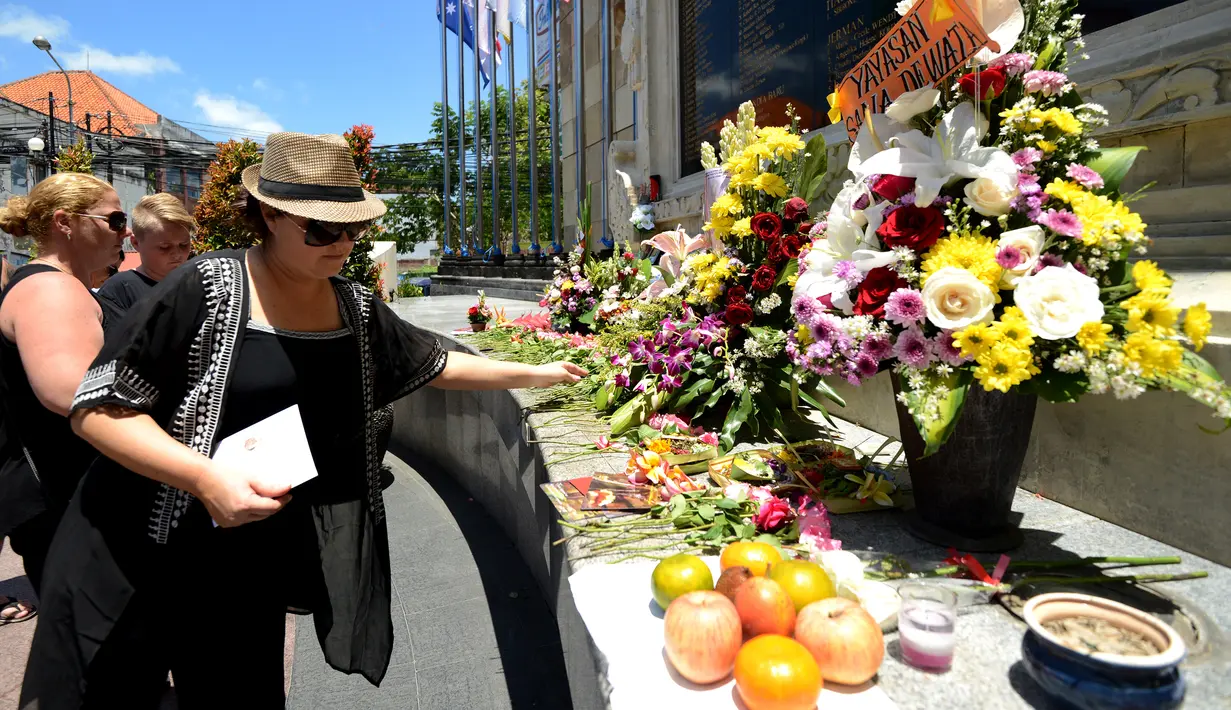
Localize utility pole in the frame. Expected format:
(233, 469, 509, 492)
(84, 113, 93, 153)
(105, 111, 114, 183)
(47, 92, 57, 173)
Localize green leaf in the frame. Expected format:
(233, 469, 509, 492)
(1088, 146, 1146, 194)
(902, 371, 972, 457)
(775, 260, 799, 290)
(734, 523, 756, 539)
(754, 534, 783, 549)
(1182, 350, 1224, 383)
(594, 383, 612, 411)
(695, 385, 728, 419)
(720, 389, 754, 451)
(1025, 370, 1090, 403)
(702, 524, 725, 542)
(715, 497, 739, 510)
(674, 378, 716, 409)
(697, 504, 717, 522)
(578, 306, 598, 326)
(794, 134, 829, 206)
(636, 424, 659, 442)
(610, 392, 652, 435)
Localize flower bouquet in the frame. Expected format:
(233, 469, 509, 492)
(542, 245, 652, 333)
(790, 0, 1228, 542)
(601, 102, 846, 450)
(467, 290, 494, 332)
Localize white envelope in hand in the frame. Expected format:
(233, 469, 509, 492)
(212, 405, 319, 490)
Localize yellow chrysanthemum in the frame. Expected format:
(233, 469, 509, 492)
(753, 172, 789, 198)
(954, 323, 998, 360)
(1076, 321, 1113, 355)
(1124, 290, 1179, 337)
(1123, 331, 1183, 379)
(795, 323, 814, 346)
(787, 273, 799, 289)
(1036, 140, 1058, 154)
(974, 343, 1037, 393)
(725, 154, 760, 188)
(757, 126, 805, 160)
(992, 317, 1035, 349)
(710, 193, 744, 219)
(646, 439, 672, 454)
(731, 217, 753, 238)
(704, 215, 735, 238)
(561, 279, 575, 291)
(1184, 303, 1211, 352)
(921, 232, 1003, 291)
(1044, 179, 1086, 205)
(1000, 306, 1029, 325)
(999, 105, 1028, 123)
(1131, 260, 1172, 292)
(742, 141, 773, 161)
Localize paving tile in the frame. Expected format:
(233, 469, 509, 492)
(290, 661, 418, 710)
(405, 597, 502, 671)
(416, 657, 510, 710)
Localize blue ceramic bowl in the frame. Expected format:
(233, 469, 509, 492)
(1021, 593, 1186, 710)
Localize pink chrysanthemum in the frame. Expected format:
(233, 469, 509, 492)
(932, 329, 967, 366)
(997, 245, 1025, 269)
(1022, 70, 1069, 96)
(1066, 164, 1105, 190)
(894, 327, 933, 368)
(1038, 208, 1083, 238)
(809, 221, 827, 236)
(860, 334, 894, 360)
(792, 296, 822, 326)
(832, 260, 863, 285)
(990, 52, 1034, 76)
(812, 313, 845, 343)
(1033, 253, 1066, 274)
(884, 288, 926, 327)
(1012, 147, 1043, 169)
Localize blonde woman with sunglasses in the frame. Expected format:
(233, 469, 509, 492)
(21, 133, 585, 707)
(0, 173, 128, 599)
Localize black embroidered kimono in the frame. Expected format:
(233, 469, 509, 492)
(21, 251, 446, 705)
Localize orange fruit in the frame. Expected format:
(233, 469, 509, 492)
(651, 554, 714, 610)
(735, 635, 823, 710)
(767, 560, 836, 612)
(720, 541, 782, 577)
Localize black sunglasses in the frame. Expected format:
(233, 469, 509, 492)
(74, 211, 128, 233)
(285, 215, 373, 247)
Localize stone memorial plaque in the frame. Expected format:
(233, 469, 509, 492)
(678, 0, 900, 174)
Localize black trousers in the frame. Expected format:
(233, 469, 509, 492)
(7, 508, 60, 596)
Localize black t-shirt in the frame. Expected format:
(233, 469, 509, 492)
(97, 269, 158, 320)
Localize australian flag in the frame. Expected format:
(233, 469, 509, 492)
(439, 0, 494, 86)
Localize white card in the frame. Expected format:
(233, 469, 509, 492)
(212, 405, 319, 490)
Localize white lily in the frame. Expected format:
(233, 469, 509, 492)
(646, 225, 707, 281)
(794, 184, 899, 314)
(973, 0, 1026, 63)
(847, 113, 911, 179)
(856, 103, 1017, 207)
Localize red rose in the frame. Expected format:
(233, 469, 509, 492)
(851, 267, 910, 317)
(726, 285, 748, 305)
(871, 175, 916, 201)
(876, 205, 945, 252)
(468, 306, 479, 315)
(750, 212, 783, 241)
(766, 238, 788, 266)
(798, 221, 815, 235)
(959, 66, 1008, 100)
(783, 197, 809, 221)
(852, 267, 908, 318)
(781, 235, 804, 259)
(751, 265, 777, 291)
(725, 302, 754, 326)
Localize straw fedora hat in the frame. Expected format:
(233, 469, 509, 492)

WHAT TO PRODUCE
Quote, please, every line of the material above from its start through the line that has "Localize green leaf", reproducing the words exactly and dropping any images.

SOLUTION FOR THIS PROBLEM
Localize utility pole in the frame. Expected format:
(233, 469, 509, 492)
(84, 113, 93, 153)
(105, 111, 114, 183)
(47, 92, 57, 173)
Localize green leaf in the frame. Expected format:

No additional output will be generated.